Aim of the exercise:
Rewrite the listing below as a numbered list, skipping any blank lines and leaving out the pictures.
┌─ Material shown
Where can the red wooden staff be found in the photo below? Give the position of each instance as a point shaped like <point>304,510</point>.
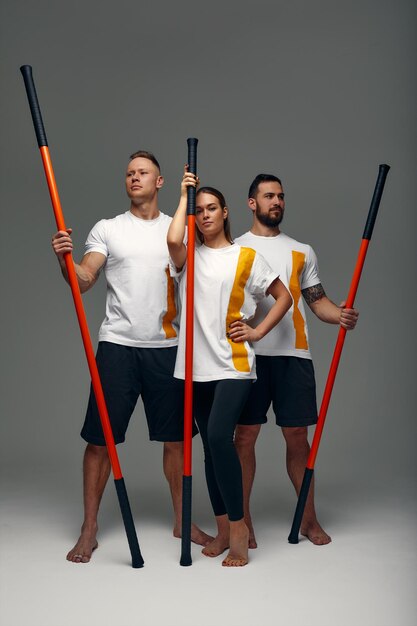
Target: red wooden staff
<point>189,348</point>
<point>137,560</point>
<point>309,471</point>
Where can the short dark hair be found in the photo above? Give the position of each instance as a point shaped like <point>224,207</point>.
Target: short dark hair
<point>144,154</point>
<point>226,223</point>
<point>261,178</point>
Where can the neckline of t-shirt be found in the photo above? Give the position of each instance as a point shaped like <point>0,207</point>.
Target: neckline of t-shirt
<point>224,250</point>
<point>135,218</point>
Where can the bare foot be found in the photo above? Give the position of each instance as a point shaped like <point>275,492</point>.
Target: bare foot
<point>217,546</point>
<point>238,553</point>
<point>198,536</point>
<point>315,534</point>
<point>83,549</point>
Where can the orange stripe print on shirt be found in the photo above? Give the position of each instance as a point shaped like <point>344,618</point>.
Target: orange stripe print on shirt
<point>237,297</point>
<point>171,308</point>
<point>298,260</point>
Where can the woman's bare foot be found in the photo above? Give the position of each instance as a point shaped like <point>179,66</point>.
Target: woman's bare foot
<point>217,546</point>
<point>239,540</point>
<point>314,532</point>
<point>198,536</point>
<point>86,544</point>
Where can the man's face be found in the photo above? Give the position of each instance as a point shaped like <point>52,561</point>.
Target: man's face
<point>269,204</point>
<point>143,179</point>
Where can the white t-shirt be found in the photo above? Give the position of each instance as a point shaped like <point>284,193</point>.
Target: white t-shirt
<point>297,266</point>
<point>141,308</point>
<point>228,284</point>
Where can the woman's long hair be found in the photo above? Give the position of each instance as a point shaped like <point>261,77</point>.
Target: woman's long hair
<point>226,223</point>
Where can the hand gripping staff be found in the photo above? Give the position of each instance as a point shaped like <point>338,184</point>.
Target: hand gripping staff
<point>137,560</point>
<point>366,238</point>
<point>189,347</point>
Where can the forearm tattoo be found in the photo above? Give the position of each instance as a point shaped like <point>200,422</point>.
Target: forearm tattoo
<point>312,294</point>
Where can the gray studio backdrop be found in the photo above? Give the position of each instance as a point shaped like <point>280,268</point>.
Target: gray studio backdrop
<point>318,93</point>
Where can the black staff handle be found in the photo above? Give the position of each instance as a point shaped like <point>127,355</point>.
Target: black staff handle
<point>376,199</point>
<point>192,166</point>
<point>34,105</point>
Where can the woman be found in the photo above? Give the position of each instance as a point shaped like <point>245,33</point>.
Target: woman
<point>229,282</point>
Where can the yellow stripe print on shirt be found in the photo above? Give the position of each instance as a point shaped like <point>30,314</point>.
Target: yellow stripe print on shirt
<point>298,260</point>
<point>171,308</point>
<point>237,297</point>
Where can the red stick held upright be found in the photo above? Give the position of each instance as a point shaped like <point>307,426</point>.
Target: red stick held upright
<point>137,560</point>
<point>366,237</point>
<point>189,349</point>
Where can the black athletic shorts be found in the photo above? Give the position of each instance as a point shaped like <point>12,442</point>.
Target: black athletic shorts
<point>288,382</point>
<point>127,372</point>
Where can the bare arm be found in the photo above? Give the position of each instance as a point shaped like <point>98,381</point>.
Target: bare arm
<point>88,270</point>
<point>328,311</point>
<point>176,231</point>
<point>240,331</point>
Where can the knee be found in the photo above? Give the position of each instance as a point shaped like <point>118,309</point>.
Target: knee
<point>173,447</point>
<point>295,437</point>
<point>97,451</point>
<point>246,436</point>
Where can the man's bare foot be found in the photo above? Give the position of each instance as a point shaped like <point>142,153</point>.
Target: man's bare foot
<point>239,541</point>
<point>198,536</point>
<point>217,546</point>
<point>83,549</point>
<point>315,534</point>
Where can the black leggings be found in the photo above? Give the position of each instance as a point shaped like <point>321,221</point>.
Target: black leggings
<point>218,405</point>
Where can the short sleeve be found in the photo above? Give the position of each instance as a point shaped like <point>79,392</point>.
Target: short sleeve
<point>261,278</point>
<point>310,273</point>
<point>174,272</point>
<point>97,239</point>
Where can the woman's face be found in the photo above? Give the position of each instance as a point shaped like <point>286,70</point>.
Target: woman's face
<point>209,215</point>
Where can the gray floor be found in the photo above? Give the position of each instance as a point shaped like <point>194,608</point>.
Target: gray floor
<point>366,577</point>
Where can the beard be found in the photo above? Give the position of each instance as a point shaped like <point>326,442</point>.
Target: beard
<point>267,220</point>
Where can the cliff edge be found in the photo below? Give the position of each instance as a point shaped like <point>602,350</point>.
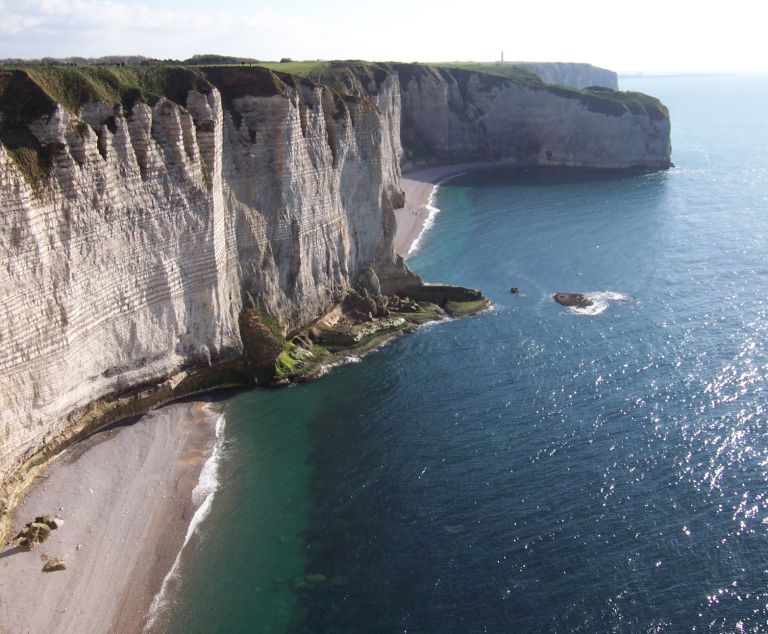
└─
Solved problem:
1. Where can the red wooden staff be found in the photo below? Give the position of each instance as a point shaped like <point>304,510</point>.
2. Target: red wooden staff
3. <point>189,348</point>
4. <point>137,560</point>
5. <point>309,471</point>
6. Where can the short dark hair be found in the photo above? Give the position of each instance as a point shaped like <point>224,207</point>.
7. Target: short dark hair
8. <point>144,154</point>
9. <point>226,223</point>
10. <point>261,178</point>
11. Where can the neckline of t-shirt be found in the photo above? Give the position of each instance as a point shaped like <point>0,207</point>.
12. Target: neckline of t-shirt
13. <point>224,250</point>
14. <point>135,218</point>
15. Where can the bare foot be found in the photo above? Give the position of each instance as a point shaped like <point>275,492</point>.
16. Target: bare foot
17. <point>217,546</point>
18. <point>238,553</point>
19. <point>198,536</point>
20. <point>315,534</point>
21. <point>83,549</point>
22. Where can the orange stripe print on shirt be found in the photo above? Give the position of each instance as a point shaped like <point>344,618</point>.
23. Target: orange stripe print on shirt
24. <point>237,297</point>
25. <point>171,308</point>
26. <point>298,260</point>
27. Where can the woman's bare foot be found in the photo above? Give the position of each instance as a point shaped like <point>179,66</point>.
28. Target: woman's bare foot
29. <point>217,546</point>
30. <point>239,540</point>
31. <point>314,532</point>
32. <point>198,536</point>
33. <point>86,544</point>
34. Where can the man's face be found in the photo above? Give the position of each instance as a point shaped like <point>52,561</point>.
35. Target: man's face
36. <point>269,204</point>
37. <point>143,179</point>
38. Where can the white t-shirt be found in the photo above? Give the position of each instance as a point shaped like <point>284,193</point>.
39. Target: white t-shirt
40. <point>297,266</point>
41. <point>141,308</point>
42. <point>228,284</point>
43. Where can the woman's long hair be found in the photo above? Give the position of each instance as a point shaped like <point>261,77</point>.
44. Target: woman's long hair
45. <point>226,223</point>
46. Where can the hand gripping staff be found in the photo above? Give the position of each instance as a point shaped like <point>338,184</point>.
47. Target: hand gripping staff
48. <point>137,560</point>
49. <point>366,238</point>
50. <point>189,347</point>
51. Where can the forearm tattoo be found in the photo above? Give the position of each instance as a point shaped like <point>200,422</point>.
52. Target: forearm tattoo
53. <point>312,294</point>
54. Where can the gray studio backdrop be found in the photo above? Give the position of each instance as a point shaped like <point>280,268</point>.
55. Target: gray studio backdrop
56. <point>318,93</point>
57. Where can the black staff handle be found in the photo above? Give the position of each instance as a point shaped like <point>127,355</point>.
58. Target: black staff handle
59. <point>376,199</point>
60. <point>192,166</point>
61. <point>34,105</point>
62. Where can the woman be found in the photo above? Give the position of each instance as a point shaped like <point>245,33</point>.
63. Target: woman
64. <point>229,282</point>
65. Where can the yellow stripe print on shirt be found in the photo above? Give the position of each instance as a point shaped like <point>30,314</point>.
66. Target: yellow stripe print on shirt
67. <point>298,260</point>
68. <point>171,308</point>
69. <point>237,297</point>
70. Where can the red stick held upright be found in the photo above? Give the position of each instance as a point shaped like <point>307,426</point>.
71. Target: red stick held upright
72. <point>137,560</point>
73. <point>366,237</point>
74. <point>189,349</point>
75. Where can the black athletic shorts be found in the photo above? Give the position of each instance as a point shaped like <point>12,442</point>.
76. Target: black athletic shorts
77. <point>288,382</point>
78. <point>127,372</point>
79. Where can the bare arm be found in the photo above? Give the position of each instance as a point shaped like <point>98,381</point>.
80. Target: bare arm
81. <point>88,270</point>
82. <point>328,311</point>
83. <point>176,231</point>
84. <point>240,331</point>
85. Where can the knee be found in the photo above? Give the position of each instance as a point shaped like <point>118,309</point>.
86. Target: knee
87. <point>173,447</point>
88. <point>295,437</point>
89. <point>97,451</point>
90. <point>246,436</point>
91. Where can the man's bare foot be found in the photo above? Give the position of each instance as a point shaped like <point>142,153</point>.
92. Target: man's bare foot
93. <point>239,541</point>
94. <point>198,536</point>
95. <point>217,546</point>
96. <point>83,549</point>
97. <point>315,534</point>
98. Where can the black leggings be found in the photo above? Give the position of each instance as a point shaped like <point>321,221</point>.
99. Target: black leggings
100. <point>218,405</point>
101. Where can the short sleeve be found in the photo above? Give the position of each instance as a point shaped like <point>79,392</point>.
102. Target: short sleeve
103. <point>261,278</point>
104. <point>310,273</point>
105. <point>174,272</point>
106. <point>97,239</point>
107. Where can the woman's face be found in the photo above? Give the position of each instance as a point shaped like <point>286,70</point>.
108. Target: woman's face
109. <point>209,215</point>
110. Where can the gray floor be found in the photo above? Give the position of each instance as a point shaped like <point>194,608</point>.
111. Target: gray floor
112. <point>366,577</point>
113. Where can the beard be found in the photo above? Give the position of each instance as a point shaped like <point>326,442</point>.
114. Target: beard
115. <point>267,220</point>
116. Where can the cliff edge be found in the photo below? Give the position of each instance as a point shaped like <point>602,350</point>.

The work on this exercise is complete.